EXTRAIT DE PAGE:
>>>

Une tribune pour les luttes

Le massacre de Srebrenica, c’était il y a quinze ans.

Les responsables n’ont toujours pas été jugés.
+ Impunité Srebrenica, un crime européen par Bernard Dréano, Eros Sana.

Article mis en ligne le mardi 13 juillet 2010

11 juillet 2010

Le massacre de Srebrenica, c’était il y a quinze ans.

Le 11 juillet 1995, les forces serbo-bosniaques emmenées par le général Ratko Mladic chef de l’état-major de l’armée des Serbes de Bosnie, s’emparaient de cette ville de l’Est de la Bosnie, que l’Onu avait déclarée "zone de sécurité".

S’ensuivait le plus impitoyable massacre, en Europe, depuis la deuxième guerre mondiale. Quelque 8000 hommes et jeunes garçons furent exterminés.

Après le massacre, les Serbes avaient jeté les corps des victimes dans des charniers avant de les déplacer à l’aide de bulldozers dans des tombes plus petites pour tenter de dissimuler l’ampleur des faits.

<<<

ENTRÉES RÉPERTORIÉES:
>>>

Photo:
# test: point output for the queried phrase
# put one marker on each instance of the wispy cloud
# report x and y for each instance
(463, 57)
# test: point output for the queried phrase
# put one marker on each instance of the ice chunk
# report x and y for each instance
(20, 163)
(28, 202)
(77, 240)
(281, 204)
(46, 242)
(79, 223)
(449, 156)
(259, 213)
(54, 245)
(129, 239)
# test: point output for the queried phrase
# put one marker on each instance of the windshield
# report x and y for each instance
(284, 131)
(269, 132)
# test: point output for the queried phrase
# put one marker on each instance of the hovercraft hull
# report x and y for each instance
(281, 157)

<<<
>>>

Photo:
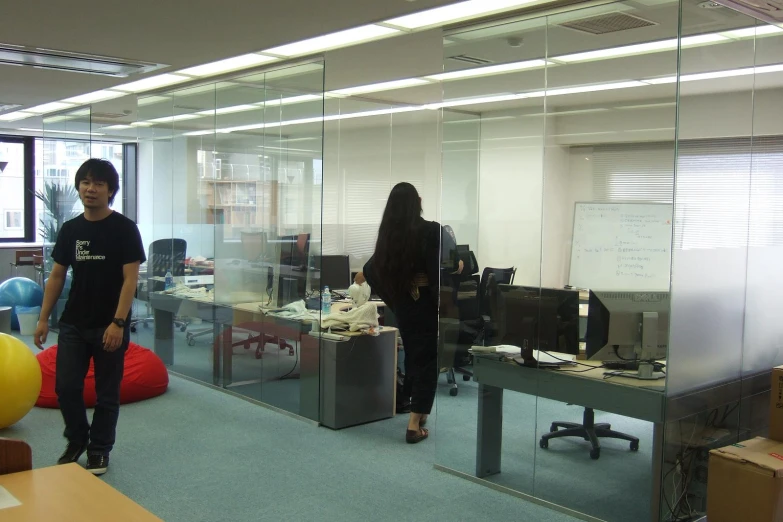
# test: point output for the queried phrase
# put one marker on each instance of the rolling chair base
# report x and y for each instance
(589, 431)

<<<

LISTE DES TÂCHES:
• 1. Répondez aux questions suivantes à partir de l'extrait sur le massacre de Srebrenica :
(a) À quelle date les forces serbo-bosniaques se sont-elles emparées de la ville ?
(b) Combien d'hommes et de jeunes garçons furent exterminés ?
(c) À l'aide de quoi les corps ont-ils été déplacés dans des tombes plus petites ?
• 2. Extrayez chaque ligne des entrées qui contient la chaîne "marker".

RÉSULTATS PAR TÂCHE:
• 1.
(a) Le 11 juillet 1995.
(b) Quelque 8000.
(c) À l'aide de bulldozers.

• 2.
# put one marker on each instance of the wispy cloud
# put one marker on each instance of the ice chunk
# put one marker on each instance of the windshield
# put one marker on each instance of the hovercraft hull
# put one marker on each instance of the rolling chair base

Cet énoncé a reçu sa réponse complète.